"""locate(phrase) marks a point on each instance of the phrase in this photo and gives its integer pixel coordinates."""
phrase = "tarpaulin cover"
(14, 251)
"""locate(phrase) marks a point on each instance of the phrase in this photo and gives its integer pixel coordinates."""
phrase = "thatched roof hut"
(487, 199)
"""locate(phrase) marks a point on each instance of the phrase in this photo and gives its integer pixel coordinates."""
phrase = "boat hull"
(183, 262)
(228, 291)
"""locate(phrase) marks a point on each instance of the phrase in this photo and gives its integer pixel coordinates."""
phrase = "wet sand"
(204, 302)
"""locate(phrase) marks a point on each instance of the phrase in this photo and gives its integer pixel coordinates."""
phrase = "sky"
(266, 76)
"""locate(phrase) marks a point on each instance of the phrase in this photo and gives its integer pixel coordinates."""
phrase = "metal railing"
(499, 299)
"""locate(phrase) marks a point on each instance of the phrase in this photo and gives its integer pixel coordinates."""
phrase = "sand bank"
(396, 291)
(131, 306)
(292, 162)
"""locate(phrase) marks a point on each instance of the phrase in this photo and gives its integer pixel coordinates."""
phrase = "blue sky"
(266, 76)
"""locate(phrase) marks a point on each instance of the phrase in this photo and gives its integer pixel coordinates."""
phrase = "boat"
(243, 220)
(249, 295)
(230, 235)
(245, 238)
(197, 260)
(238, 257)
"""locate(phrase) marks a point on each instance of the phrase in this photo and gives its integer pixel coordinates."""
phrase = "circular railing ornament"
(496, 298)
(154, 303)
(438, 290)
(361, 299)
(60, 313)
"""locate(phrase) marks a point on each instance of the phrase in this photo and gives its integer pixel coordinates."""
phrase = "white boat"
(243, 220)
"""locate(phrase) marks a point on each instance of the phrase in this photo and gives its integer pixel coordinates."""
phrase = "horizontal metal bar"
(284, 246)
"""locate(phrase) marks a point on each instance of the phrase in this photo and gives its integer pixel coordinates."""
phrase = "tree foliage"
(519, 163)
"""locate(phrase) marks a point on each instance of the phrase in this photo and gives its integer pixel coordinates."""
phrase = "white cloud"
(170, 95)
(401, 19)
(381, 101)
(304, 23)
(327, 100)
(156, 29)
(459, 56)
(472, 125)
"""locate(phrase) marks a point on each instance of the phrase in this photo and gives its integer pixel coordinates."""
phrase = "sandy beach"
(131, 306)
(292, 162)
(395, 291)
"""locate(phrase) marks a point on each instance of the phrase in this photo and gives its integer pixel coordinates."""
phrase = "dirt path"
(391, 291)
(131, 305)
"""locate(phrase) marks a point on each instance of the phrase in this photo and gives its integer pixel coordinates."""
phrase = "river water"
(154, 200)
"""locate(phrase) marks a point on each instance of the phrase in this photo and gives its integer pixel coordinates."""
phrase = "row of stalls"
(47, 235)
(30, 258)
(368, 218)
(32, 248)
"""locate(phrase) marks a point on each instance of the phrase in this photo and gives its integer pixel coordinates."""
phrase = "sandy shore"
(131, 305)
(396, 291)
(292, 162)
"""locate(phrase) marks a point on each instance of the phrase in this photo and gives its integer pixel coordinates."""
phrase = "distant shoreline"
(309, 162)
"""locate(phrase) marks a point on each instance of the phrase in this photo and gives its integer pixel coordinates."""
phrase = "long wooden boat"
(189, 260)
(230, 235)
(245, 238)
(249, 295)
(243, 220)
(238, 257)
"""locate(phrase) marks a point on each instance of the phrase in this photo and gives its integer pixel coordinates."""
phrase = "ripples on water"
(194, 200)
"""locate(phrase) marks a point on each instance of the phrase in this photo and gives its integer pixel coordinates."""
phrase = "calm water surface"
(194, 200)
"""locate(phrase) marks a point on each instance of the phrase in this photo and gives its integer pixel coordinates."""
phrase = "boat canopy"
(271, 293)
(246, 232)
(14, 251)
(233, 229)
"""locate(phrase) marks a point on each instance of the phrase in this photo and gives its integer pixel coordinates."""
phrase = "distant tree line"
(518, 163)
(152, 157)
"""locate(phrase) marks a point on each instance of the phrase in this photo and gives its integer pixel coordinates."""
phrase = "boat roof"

• [Task goal]
The records above are to be transcribed exactly, with nothing left out.

• [Output of the exercise]
"""locate(phrase) marks a point on each instance of the phrase in this photo and gives its integer pixel coordinates."""
phrase = "tarpaulin cover"
(14, 251)
"""locate(phrase) marks a point on each instance of the phrase in this photo and gives its integer pixel coordinates."""
phrase = "thatched roof hut"
(487, 199)
"""locate(phrase) marks a point on each instance of the phrase in this photo and gives its integer pixel coordinates."""
phrase = "boat hull"
(183, 262)
(228, 291)
"""locate(phrase) marks a point on each instance of the phrase in this photo and gives its integer pixel coordinates."""
phrase = "wet sand"
(204, 302)
"""locate(phrase) marks a point on each instance of the phrase in this photo and gives its integer pixel coordinates."""
phrase = "sky"
(266, 76)
"""locate(phrase) marks a point on each instance of the phrase in this photo and gives its integer pixel coordinates."""
phrase = "metal railing"
(499, 299)
"""locate(phrase) marks a point on each instance of the phrase in this photo and gives its integer pixel coordinates."""
phrase = "sand bank"
(396, 291)
(131, 306)
(292, 162)
"""locate(phrase) marks a point on each instance of the phrase in this photo and gives its integer pixel coordinates."""
phrase = "blue sky"
(266, 76)
"""locate(phrase) marks a point on each instance of the phrase in this photo and gives its integer pixel coordinates."""
phrase = "boat"
(243, 220)
(249, 295)
(230, 235)
(245, 238)
(197, 260)
(238, 257)
"""locate(phrase) marks a point on each instance of the phrase in this photo and gives its integer pixel coordinates."""
phrase = "circular railing ornament"
(496, 298)
(154, 303)
(438, 290)
(361, 299)
(60, 313)
"""locate(phrase) marks a point on each instance of the phrase in this photo and gives its integer pixel coordinates."""
phrase = "white boat"
(243, 220)
"""locate(phrase) marks a point on each instance of the phrase in this photo and gives its integer pixel coordinates."""
phrase = "horizontal metal bar"
(284, 246)
"""locate(phrase) marks a point on each instance of the phrase in this photo and gives its integer pixel coordinates."""
phrase = "tree foliage"
(519, 163)
"""locate(phrase) marks a point on each instance of the phrase in this photo and gives its integer pixel coordinates."""
phrase = "white cloud"
(170, 95)
(401, 19)
(381, 101)
(304, 23)
(327, 100)
(156, 29)
(459, 56)
(472, 125)
"""locate(phrase) marks a point on each instance of the phrase in this photo and gives its integer pixel coordinates."""
phrase = "sandy beach"
(131, 306)
(292, 162)
(395, 291)
"""locate(phrase) marks a point on each instance of the phrase in this photo and gives its integer pixel coordinates."""
phrase = "dirt path"
(391, 291)
(131, 305)
"""locate(phrase) marks a point on each instance of the phrase in this photo and gives its integer pixel coordinates."""
phrase = "river water"
(154, 200)
"""locate(phrase) marks a point on each instance of the phrase in this photo and gives its integer pixel coordinates."""
phrase = "row of stalls"
(47, 235)
(30, 258)
(368, 218)
(32, 248)
"""locate(phrase) marks a point on each instance of the phrase in this photo and gives its integer pixel coordinates."""
phrase = "sandy shore"
(131, 305)
(396, 291)
(292, 162)
"""locate(phrase) marks a point on each instance of the phrase in this photo and gives its integer pixel coordinates."""
phrase = "distant shoreline"
(309, 162)
"""locate(phrase) marks a point on each instance of the phrase in this photo and gives its integer pixel coordinates."""
phrase = "long wooden boat"
(189, 260)
(230, 235)
(245, 238)
(249, 295)
(243, 220)
(238, 257)
"""locate(phrase) marks a point on each instance of the phrase in this photo and gives its integer pixel coordinates."""
phrase = "ripples on water"
(194, 200)
"""locate(phrase) marks a point on each instance of the phrase in this photo and gives its integer pixel coordinates."""
phrase = "calm water surface"
(194, 200)
"""locate(phrase) marks a point on each instance of the phrase in this photo and gives its integer pixel coordinates."""
phrase = "boat canopy"
(271, 293)
(246, 232)
(14, 251)
(233, 229)
"""locate(phrase) marks a point on each instance of the phrase in this photo and gives its integer pixel coordinates."""
phrase = "distant tree line"
(518, 163)
(152, 157)
"""locate(phrase) marks a point on each instance of the phrase in this photo and gives its integer pixel coordinates."""
phrase = "boat roof"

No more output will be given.